Copy every line of the listing below, requests included, and offset each coordinate in the answer points by -13. Leave the sample points inside the requests unchanged.

(Examples of point labeling)
++++++++++++++++++++

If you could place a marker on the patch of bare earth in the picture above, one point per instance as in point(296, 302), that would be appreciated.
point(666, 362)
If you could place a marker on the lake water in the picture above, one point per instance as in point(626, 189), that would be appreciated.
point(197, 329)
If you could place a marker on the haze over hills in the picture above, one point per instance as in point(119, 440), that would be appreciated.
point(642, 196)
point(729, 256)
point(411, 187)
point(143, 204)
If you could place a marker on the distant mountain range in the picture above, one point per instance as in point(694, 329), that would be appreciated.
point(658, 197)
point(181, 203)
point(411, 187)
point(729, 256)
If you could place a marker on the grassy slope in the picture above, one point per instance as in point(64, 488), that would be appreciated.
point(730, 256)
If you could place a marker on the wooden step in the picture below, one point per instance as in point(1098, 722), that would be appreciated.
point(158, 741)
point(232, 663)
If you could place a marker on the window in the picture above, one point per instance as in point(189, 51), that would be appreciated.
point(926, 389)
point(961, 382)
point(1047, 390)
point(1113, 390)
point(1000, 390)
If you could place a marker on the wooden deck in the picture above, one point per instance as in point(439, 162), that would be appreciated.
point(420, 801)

++++++++++++++++++++

**OUTPUT BELOW:**
If you could place a marker on the patch of bare earth in the picture above, one point per instance as in point(296, 302), that would be appreciated.
point(653, 349)
If you could place a marker on the lake water in the picture above, one point per instance as in point(626, 189), that would be appreciated.
point(184, 316)
If you could place a marker on the haze over hills in the picture above, one point per instance as in point(119, 440), that would be appreciated.
point(629, 183)
point(716, 243)
point(398, 174)
point(130, 191)
If you could place a marker on the distant mountain range in the picture above, one point per instance as in point(694, 329), that would be appreciated.
point(645, 184)
point(168, 190)
point(398, 174)
point(716, 243)
If you could place a marker on the grassy slope in the picture above, one point per instance as in point(64, 488), that would be appreciated.
point(717, 243)
If you could place a marker on the wooden step in the picture below, one point per instance as in point(1098, 722), that would be appreciated.
point(145, 728)
point(219, 650)
If you could place a marker on the window in the picture above, one point per instance as in point(189, 51), that would be appreciated.
point(913, 376)
point(948, 369)
point(1034, 377)
point(1100, 377)
point(987, 377)
If you could place a marker on the wooden deck in the picture above, one point per instance as in point(439, 162), that would be appreciated.
point(407, 788)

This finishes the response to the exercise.